▶ [TEXT EXCERPT]:
ASR (Automatic Speech Recognition)

Supported ICs[ RTL8726E ][ RTL8713E ][ RTL8730E ]

Overview

ASR is the module to recognize speech to text.

AIVoice provides an offline ASR algorithm for voice command detection, designed for voice interaction applications that require fast, reliable, and network-independent performance.

Core Features

Continuous Interaction: Supports multi-turn recognition after a single wake-up, with no need for repeated wake-up prompts.
Language Support: Currently supports only Mandarin Chinese.
Command Capacity: Recognizes up to 200 commands.
Resource Composition: Recognition resources include a model file and an FST file (Finite-State Transducer). To update or customize commands, only the FST file needs to be replaced, with no changes required to the model.

Predefined & Customization

The SDK includes a default set of 40 predefined commands for air conditioning scenarios, such as 打开空调 (turn on air conditioning) and 关闭空调 (turn off air conditioning).
To customize commands, you can use our online generation tool to create the corresponding FST resource file for quick integration into your application.

Customized Services

If your project requirements exceed the following standard capabilities, please contact our business team for a customized solution:

Command vocabulary exceeding 200 entries
Support for additional languages
Deep performance optimization or algorithm customization for specific scenarios

Configurations

ASR configurable parameters:

sensitivity:: Three levels of sensitivity are provided with predefined internal parameters.The higher, easier to detect commands but also more false alarm.

Refer to ${aivoice_lib_dir}/include/aivoice_asr_config.h for details.

▶ [WRITTEN REQUEST]: Write out the part of the ASR overview that starts at the words "Supported ICs[ RTL8726E" and stops after "repeated wake-up prompts.".

▶ [INFORMATION SUPPLIED]:
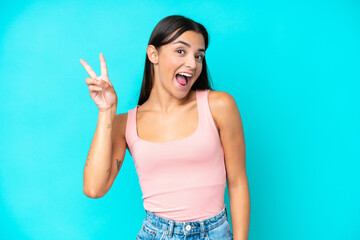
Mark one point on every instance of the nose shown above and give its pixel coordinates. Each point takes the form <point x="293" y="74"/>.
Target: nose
<point x="190" y="62"/>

▶ [TASK ANSWER]:
Supported ICs[ RTL8726E ][ RTL8713E ][ RTL8730E ]

Overview

ASR is the module to recognize speech to text.

AIVoice provides an offline ASR algorithm for voice command detection, designed for voice interaction applications that require fast, reliable, and network-independent performance.

Core Features

Continuous Interaction: Supports multi-turn recognition after a single wake-up, with no need for repeated wake-up prompts.